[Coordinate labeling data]
++++++++++

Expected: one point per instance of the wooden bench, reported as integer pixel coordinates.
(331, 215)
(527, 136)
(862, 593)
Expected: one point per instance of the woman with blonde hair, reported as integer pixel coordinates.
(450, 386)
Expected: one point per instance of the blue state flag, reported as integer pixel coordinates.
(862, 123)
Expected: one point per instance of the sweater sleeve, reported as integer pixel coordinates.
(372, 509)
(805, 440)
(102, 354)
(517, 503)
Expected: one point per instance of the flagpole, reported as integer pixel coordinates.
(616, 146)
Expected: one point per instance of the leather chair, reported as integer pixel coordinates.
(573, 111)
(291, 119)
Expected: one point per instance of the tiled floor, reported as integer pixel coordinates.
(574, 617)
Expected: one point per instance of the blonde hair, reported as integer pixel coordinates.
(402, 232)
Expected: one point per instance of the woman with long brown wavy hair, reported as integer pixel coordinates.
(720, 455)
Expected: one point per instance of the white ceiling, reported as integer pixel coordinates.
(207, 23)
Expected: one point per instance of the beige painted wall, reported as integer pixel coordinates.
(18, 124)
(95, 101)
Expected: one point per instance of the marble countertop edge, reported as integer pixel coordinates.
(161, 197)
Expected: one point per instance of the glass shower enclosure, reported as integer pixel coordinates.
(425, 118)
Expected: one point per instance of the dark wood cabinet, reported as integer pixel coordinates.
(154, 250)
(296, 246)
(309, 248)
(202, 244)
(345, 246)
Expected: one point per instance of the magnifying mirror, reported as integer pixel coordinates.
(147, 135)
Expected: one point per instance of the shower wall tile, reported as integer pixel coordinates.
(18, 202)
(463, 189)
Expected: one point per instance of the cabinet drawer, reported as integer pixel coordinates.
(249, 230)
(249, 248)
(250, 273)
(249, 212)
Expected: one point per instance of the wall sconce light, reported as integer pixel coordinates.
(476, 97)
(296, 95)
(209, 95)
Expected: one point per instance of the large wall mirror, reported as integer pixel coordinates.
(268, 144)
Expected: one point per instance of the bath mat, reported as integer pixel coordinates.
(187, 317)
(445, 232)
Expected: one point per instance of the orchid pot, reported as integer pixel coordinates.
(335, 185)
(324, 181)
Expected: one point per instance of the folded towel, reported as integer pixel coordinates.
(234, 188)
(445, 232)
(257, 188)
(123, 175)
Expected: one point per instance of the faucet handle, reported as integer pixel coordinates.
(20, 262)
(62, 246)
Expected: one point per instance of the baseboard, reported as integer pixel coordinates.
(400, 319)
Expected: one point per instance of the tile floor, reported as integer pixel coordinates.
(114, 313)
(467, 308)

++++++++++

REQUIRED WORK → Return the lines beginning at the one that contains "Expected: one point per instance of the wall" and continuing through the last line of the data, exactly as they stand and without any others.

REPLY TO THE TASK →
Expected: one point per instance of the wall sconce light, reported as integer pixel coordinates.
(476, 97)
(296, 95)
(209, 95)
Expected: one point per instance of the large wall mirror, reported as integer pixel coordinates.
(268, 144)
Expected: one point per instance of the bath mat, reported as integer pixel coordinates.
(187, 317)
(445, 232)
Expected: one point per instance of the orchid pot, reported as integer pixel coordinates.
(335, 185)
(324, 181)
Expected: one point per instance of the folded towel, reported as integer pixel coordinates.
(234, 188)
(445, 232)
(257, 188)
(123, 175)
Expected: one point per instance of the faucet handle, reported as integer pixel coordinates.
(20, 262)
(62, 246)
Expected: one point per instance of the baseboard, reported as integer pixel coordinates.
(400, 319)
Expected: one point per instance of the tile floor, reported as integer pixel coordinates.
(114, 313)
(467, 308)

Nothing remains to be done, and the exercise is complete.